= Beginning of Section =
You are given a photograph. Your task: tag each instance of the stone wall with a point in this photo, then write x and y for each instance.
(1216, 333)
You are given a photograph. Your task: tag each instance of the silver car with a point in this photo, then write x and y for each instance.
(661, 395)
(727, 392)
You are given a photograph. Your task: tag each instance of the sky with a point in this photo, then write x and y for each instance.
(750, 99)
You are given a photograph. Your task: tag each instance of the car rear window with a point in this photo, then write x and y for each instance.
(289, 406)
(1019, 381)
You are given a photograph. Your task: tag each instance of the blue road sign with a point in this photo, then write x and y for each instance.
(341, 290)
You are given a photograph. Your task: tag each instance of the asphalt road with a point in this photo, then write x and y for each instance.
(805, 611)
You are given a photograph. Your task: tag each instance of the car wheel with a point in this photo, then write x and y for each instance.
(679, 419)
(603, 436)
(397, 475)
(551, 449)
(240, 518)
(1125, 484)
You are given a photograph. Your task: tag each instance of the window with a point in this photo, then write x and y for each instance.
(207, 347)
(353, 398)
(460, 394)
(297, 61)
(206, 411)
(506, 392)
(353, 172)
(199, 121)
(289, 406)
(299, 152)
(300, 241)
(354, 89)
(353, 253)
= End of Section =
TASK DESCRIPTION » Your task is to repeat each of the records above exactly.

TASK RESULT »
You are given a photograph. Your task: tag each instance of the stone wall with a point in this photo, then write x and y for each instance.
(1216, 333)
You are given a photograph. Your task: tag each instance of the silver car with a point in this photo, then write x and y for each instance.
(661, 395)
(727, 392)
You are given a photograph. Your task: tag each instance of the sky with a point in this photo, then write x and y for each instance.
(750, 99)
You are given a photograph. Your task: tag each instance of the car rear window with a point in this photo, then write x and y for each instance.
(289, 406)
(1019, 381)
You are given a photograph. Your task: tag each instance of the blue road sign with a point in this photo, then write x and y for each instance.
(341, 290)
You are given a photograph. Your task: tag each instance of the asphalt road with a point in this photo, then write x and y for each instance.
(805, 611)
You are given a photograph. Your task: tag each instance of the car wheel with a point in this photo, then write x and y for each instance.
(679, 419)
(603, 436)
(397, 475)
(551, 449)
(240, 518)
(1125, 484)
You are given a photograph. Your task: tag each instance of the window with a point in this photo, then write x and y for each instance.
(207, 347)
(353, 398)
(460, 394)
(297, 61)
(206, 411)
(506, 392)
(353, 172)
(199, 121)
(289, 406)
(299, 152)
(300, 241)
(354, 89)
(353, 253)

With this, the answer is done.